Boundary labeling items
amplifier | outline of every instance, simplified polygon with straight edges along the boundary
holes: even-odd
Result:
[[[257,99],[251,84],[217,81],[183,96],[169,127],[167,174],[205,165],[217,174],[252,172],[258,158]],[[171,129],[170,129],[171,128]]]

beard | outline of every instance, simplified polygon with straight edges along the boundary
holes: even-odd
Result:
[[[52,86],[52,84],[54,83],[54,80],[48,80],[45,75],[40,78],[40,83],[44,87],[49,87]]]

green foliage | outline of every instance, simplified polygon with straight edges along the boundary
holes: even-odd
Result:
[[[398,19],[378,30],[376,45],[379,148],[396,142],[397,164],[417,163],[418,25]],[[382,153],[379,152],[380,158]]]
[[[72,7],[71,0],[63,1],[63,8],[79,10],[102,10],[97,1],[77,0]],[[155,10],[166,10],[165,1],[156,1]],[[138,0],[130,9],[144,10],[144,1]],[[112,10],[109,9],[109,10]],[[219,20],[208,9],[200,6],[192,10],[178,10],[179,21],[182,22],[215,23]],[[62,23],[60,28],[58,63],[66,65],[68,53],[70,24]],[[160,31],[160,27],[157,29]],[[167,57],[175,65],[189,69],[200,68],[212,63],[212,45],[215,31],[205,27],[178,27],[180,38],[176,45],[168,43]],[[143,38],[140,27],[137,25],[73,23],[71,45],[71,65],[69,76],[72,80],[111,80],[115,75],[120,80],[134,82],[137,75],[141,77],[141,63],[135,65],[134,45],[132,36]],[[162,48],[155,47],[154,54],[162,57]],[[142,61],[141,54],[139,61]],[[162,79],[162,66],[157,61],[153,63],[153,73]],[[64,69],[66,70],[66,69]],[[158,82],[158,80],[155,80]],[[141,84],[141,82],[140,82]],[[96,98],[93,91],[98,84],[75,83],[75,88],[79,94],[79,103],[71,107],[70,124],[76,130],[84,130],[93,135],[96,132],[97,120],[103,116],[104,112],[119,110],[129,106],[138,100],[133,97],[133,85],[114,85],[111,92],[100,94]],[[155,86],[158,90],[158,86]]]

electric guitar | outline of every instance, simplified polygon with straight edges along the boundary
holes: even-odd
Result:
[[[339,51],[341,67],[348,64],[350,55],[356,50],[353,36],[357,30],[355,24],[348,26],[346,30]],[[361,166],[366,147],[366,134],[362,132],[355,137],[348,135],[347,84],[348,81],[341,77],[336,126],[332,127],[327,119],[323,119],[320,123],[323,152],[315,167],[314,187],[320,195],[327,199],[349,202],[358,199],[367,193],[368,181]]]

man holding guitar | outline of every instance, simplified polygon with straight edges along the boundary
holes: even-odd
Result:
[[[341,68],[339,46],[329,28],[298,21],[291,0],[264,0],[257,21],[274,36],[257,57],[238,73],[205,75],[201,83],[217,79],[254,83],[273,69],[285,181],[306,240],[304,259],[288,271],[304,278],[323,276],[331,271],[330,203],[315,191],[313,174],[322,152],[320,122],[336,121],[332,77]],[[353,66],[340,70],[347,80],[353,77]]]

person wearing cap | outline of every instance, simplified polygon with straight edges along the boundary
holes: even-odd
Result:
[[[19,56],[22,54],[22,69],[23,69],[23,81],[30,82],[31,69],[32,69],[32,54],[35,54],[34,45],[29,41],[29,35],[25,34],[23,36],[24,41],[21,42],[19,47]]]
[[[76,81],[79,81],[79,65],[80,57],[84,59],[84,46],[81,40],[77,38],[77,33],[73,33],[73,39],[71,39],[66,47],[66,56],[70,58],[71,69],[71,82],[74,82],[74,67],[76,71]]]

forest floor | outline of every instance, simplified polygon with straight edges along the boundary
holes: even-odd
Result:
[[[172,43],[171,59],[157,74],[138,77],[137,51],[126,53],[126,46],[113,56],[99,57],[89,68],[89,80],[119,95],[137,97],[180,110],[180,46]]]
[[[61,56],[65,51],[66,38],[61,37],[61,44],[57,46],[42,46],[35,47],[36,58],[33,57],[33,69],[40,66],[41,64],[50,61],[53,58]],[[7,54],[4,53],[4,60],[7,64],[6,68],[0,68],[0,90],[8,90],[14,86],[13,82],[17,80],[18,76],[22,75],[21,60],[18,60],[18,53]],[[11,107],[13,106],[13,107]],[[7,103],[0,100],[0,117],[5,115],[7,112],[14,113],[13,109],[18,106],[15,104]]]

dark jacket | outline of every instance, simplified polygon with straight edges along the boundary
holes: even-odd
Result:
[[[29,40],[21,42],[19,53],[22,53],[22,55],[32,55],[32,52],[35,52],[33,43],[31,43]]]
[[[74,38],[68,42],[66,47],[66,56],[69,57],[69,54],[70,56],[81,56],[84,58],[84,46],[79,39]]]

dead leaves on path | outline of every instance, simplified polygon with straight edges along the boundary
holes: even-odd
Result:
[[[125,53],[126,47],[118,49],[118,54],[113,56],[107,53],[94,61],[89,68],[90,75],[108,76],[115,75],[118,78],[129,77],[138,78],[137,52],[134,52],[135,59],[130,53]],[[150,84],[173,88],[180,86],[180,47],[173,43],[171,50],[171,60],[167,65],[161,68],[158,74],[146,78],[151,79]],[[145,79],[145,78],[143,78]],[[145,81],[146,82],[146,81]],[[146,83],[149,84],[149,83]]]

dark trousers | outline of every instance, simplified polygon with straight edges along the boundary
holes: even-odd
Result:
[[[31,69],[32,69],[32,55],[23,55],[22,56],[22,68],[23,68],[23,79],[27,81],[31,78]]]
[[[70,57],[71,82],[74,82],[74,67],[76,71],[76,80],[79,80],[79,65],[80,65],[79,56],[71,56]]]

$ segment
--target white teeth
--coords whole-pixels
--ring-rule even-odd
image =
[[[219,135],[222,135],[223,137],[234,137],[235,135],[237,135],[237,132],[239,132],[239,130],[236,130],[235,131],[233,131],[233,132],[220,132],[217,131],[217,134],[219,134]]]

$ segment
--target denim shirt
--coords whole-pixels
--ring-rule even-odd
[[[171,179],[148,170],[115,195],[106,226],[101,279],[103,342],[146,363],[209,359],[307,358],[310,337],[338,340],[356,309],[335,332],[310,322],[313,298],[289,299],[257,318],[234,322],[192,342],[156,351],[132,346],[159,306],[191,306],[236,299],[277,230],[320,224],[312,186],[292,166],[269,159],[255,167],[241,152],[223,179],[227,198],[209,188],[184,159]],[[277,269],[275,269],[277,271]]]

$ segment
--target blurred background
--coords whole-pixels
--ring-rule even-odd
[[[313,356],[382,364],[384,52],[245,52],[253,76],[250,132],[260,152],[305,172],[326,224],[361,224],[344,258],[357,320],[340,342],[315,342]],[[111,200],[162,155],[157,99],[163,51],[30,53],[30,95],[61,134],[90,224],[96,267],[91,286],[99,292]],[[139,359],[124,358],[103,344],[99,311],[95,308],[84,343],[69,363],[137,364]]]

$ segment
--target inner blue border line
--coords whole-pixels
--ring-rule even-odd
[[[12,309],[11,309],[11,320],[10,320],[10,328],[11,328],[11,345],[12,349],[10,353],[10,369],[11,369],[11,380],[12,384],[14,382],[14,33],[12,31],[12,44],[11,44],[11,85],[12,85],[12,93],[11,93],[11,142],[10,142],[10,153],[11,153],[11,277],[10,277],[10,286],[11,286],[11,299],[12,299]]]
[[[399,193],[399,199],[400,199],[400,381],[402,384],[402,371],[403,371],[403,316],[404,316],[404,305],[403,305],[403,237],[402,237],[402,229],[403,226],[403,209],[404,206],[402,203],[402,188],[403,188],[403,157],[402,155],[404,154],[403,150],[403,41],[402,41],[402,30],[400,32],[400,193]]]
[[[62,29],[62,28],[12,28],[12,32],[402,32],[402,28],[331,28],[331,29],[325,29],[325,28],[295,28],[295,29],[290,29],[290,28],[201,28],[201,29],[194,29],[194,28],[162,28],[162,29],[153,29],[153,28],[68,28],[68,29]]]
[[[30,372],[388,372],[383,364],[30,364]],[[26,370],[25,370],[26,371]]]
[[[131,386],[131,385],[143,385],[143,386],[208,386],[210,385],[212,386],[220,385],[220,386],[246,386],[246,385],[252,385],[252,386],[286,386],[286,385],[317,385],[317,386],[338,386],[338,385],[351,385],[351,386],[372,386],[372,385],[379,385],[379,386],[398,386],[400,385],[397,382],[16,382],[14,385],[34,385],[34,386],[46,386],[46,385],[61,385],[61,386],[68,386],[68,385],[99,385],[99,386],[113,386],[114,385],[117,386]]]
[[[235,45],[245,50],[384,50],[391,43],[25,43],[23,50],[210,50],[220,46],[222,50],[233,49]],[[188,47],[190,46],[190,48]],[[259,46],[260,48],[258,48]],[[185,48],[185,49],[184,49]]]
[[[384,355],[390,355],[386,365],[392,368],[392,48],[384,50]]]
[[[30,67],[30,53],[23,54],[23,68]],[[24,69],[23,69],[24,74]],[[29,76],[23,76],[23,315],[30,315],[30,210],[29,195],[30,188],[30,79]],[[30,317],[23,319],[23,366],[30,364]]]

--

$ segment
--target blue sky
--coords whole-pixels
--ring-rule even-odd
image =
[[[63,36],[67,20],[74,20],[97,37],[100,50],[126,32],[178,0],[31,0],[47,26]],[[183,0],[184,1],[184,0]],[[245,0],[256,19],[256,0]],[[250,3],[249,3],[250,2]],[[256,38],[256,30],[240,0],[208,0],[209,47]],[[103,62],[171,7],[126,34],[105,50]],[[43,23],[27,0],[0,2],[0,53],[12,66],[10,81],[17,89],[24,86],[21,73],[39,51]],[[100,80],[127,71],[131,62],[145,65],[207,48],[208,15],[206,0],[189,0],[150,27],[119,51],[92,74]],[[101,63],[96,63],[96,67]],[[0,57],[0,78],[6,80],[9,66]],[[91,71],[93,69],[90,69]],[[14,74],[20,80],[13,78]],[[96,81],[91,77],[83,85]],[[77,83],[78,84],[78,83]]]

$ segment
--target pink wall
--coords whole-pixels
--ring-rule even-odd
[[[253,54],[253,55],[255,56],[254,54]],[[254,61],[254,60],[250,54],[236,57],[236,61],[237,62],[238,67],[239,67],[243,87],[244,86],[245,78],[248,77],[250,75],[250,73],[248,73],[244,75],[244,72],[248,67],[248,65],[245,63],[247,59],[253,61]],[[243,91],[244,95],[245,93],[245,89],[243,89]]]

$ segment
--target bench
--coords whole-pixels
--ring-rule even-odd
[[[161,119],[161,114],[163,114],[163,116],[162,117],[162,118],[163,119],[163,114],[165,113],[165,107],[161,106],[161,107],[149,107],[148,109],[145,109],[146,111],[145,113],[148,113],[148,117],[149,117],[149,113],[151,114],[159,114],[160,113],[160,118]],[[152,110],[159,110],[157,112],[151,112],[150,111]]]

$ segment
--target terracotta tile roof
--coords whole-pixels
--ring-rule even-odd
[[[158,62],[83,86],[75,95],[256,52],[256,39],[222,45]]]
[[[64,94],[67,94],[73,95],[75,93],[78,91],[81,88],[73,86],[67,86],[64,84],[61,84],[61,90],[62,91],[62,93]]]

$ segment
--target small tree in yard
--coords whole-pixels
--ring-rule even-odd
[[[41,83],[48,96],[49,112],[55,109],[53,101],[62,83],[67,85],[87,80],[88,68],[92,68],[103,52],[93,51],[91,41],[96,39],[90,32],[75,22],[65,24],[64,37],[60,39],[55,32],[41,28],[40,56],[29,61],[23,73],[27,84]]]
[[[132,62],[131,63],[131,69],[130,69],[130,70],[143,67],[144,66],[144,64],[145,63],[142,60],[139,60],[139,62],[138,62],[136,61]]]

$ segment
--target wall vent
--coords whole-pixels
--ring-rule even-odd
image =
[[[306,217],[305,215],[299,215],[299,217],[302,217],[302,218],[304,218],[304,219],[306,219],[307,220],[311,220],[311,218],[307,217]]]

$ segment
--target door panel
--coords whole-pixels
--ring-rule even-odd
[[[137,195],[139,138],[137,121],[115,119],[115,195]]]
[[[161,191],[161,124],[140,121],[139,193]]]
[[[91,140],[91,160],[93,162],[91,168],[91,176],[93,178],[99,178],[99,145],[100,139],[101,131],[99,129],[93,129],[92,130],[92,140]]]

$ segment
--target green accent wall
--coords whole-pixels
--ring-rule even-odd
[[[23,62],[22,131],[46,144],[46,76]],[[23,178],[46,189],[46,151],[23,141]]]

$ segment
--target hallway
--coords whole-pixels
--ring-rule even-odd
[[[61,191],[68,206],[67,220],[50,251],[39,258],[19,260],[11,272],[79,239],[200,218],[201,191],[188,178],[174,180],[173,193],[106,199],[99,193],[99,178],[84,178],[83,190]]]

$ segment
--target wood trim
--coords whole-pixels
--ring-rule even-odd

> Aim of the task
Select every line in the records that contains the string "along", and copy each of those lines. Case counts.

> Written response
amplifier | outline of every instance, simplified polygon with straight edges along the boundary
beard | outline of every instance, simplified polygon with straight edges along the boundary
green foliage | outline of every instance, simplified polygon with straight edges along the boundary
electric guitar | outline of every instance, simplified polygon with straight edges along the boundary
man holding guitar | outline of every instance, simplified polygon with straight edges along the boundary
person wearing cap | outline of every instance, simplified polygon with straight edges along the boundary
forest floor | outline of every instance, simplified polygon with straight edges along the boundary
dark jacket | outline of every instance, simplified polygon with straight edges along the boundary
dead leaves on path | outline of every instance, simplified polygon with straight edges along the boundary
dark trousers | outline of every instance, simplified polygon with straight edges along the boundary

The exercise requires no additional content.